### READING TEXT:

○ ○ ○ ○ ○ ○ ○

Paris Masters, Days One and Two

Persistent readers of The Next Point may well have noted my enduring fondness for the European indoor season, although the I’d assert that any perversity in my regard owes not to the tournaments themselves, which are worthy even when dull, but because of the lights, which are sallow and flat even when they aren’t flashing or strobing. With the exception of Valencia, which owing to latitude and superior architecture can only simulate winter, these events feel soulful and gloomy. I love it. It’s a question of contrast.

As I write it is late morning in Melbourne, and the mercury has already bubbled up past 30C, which according to the unfailingly helpful lady trapped inside my iPhone equates to 86 degrees in the archaic and confusing scale that still sees use in Belize, the Cayman Islands and the United States of America. Spring has uncoiled, and it has leapt for the throat. Word is we’ll hit 35C before the change arrives. A pair of English tourists have just combusted outside. That’s Halloween in Australia. Meanwhile in Paris it isn’t Halloween yet, and Tomas Berdych has just wrenched a patchy first set tiebreaker from Andreas Seppi. As they sit down the stadium lights go dark and each man is luridly spot-lit, so that we can better watch him fiddle with his equipment and stare straight ahead. There is no question that this is all occurring on the far side of the world.

The frigid gloom of the Palais Omnisports de Paris-Bercy can seem almost noirish in its allure. It always looks like the chill would find its way into your bones. It won’t be finding its way into Roger Federer’s bones, who of course pulled out following his loss to Juan Martin del Potro in the Basel final. He would undoubtedly have done the same had he won, given the relatively heroic length of the match, and the way the next few weeks are configured. It was surely the right decision, but it’s still a shame, since he was the defending champion in Paris. Hopefully even his detractors agree that no tournament is richer for having him miss it. Rafael Nadal has of course withdrawn from 2012 entirely, and you can bet that wherever he is, he’s sensibly avoiding real winter. There was talk, as there is most years, that Novak Djokovic would also miss the event. As recently as yesterday he was attending to matters in Belgrade, but’s he’s since ventured to France.

I suspect I’m not alone in disapproving of the removal of the gap week between the Paris Indoors and the World Tour Finals, even as I concede that the reason for the decision was understandable. The idea was to grant the top players an additional week off at the end of the year. But I can’t help but think there must have been a better way. Paris will inevitably suffer for it, and it suffers enough even in the best of years. It isn’t merely that Federer and Nadal aren’t there –Nadal would have been absent regardless – but also that other top players that have turned up will begin to weigh up the cost of participation as the week goes on.

○ ○ ○ ○ ○ ○ ○

### AIM:
Can you copy the Paris Masters post word for word from "Persistent readers of" to "question of contrast."? The entries that come next have no connection to the Paris Masters post.

○ ○ ○ ○ ○ ○ ○

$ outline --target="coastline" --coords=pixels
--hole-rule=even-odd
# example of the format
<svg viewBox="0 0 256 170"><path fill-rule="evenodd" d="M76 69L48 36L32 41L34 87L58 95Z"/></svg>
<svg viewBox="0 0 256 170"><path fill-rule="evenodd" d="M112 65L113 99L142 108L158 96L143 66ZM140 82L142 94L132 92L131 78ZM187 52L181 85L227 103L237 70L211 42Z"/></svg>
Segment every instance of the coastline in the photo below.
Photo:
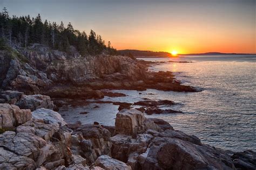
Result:
<svg viewBox="0 0 256 170"><path fill-rule="evenodd" d="M99 166L107 168L107 168L176 168L184 162L184 157L189 158L185 160L188 168L231 169L255 166L250 157L255 155L253 151L235 153L209 146L194 136L174 130L162 119L145 117L145 114L180 114L159 107L175 105L172 101L145 98L130 103L99 100L104 96L125 95L103 90L106 88L138 91L149 88L177 93L199 91L181 84L170 72L149 72L147 67L152 62L142 63L120 56L59 59L60 56L57 53L53 55L56 57L53 60L44 58L42 63L39 59L47 57L43 55L45 53L34 51L23 53L30 61L24 63L18 58L9 58L6 53L2 53L7 62L3 61L6 71L2 86L5 89L1 91L1 103L5 103L0 104L3 118L1 121L3 132L0 134L0 148L3 152L0 157L6 160L6 155L12 154L15 161L0 162L0 167L65 169L80 167L97 169L96 167L99 168ZM107 64L103 66L103 62ZM12 90L6 90L8 88ZM67 125L60 115L52 111L65 105L83 105L86 102L119 105L115 126L102 125L97 122L90 125L79 122ZM140 107L131 109L133 104ZM32 151L18 144L17 141L22 139L25 140L24 146ZM11 144L16 142L14 151ZM35 146L35 143L42 144ZM60 150L58 149L59 147ZM173 159L169 151L172 151L173 154L180 156ZM175 163L170 164L166 159Z"/></svg>

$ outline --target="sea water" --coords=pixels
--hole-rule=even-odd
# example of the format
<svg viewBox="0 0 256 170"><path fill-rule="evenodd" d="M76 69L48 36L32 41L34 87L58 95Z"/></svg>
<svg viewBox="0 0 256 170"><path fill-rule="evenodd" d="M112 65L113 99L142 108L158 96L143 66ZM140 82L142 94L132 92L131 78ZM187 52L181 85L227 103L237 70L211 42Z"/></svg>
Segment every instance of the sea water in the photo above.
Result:
<svg viewBox="0 0 256 170"><path fill-rule="evenodd" d="M144 58L147 61L192 61L153 65L152 71L170 71L183 84L201 88L198 93L162 91L154 89L111 90L127 96L105 97L102 100L133 103L143 98L169 100L169 108L183 114L146 115L168 122L176 130L194 134L202 142L233 151L256 151L256 55L188 56L175 58ZM141 93L142 94L139 94ZM99 108L94 108L95 105ZM118 105L92 104L60 110L69 123L96 121L114 125ZM80 115L88 111L87 115Z"/></svg>

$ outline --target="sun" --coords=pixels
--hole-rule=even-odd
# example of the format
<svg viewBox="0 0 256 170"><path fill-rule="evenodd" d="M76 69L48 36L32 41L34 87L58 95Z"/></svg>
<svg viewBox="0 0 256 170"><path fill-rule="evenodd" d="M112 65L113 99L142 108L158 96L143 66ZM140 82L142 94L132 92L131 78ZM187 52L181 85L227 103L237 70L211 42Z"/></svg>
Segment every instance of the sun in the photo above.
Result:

○ ○ ○ ○ ○ ○ ○

### ANSWER BELOW:
Persistent readers of The Next Point may well have noted my enduring fondness for the European indoor season, although the I’d assert that any perversity in my regard owes not to the tournaments themselves, which are worthy even when dull, but because of the lights, which are sallow and flat even when they aren’t flashing or strobing. With the exception of Valencia, which owing to latitude and superior architecture can only simulate winter, these events feel soulful and gloomy. I love it. It’s a question of contrast.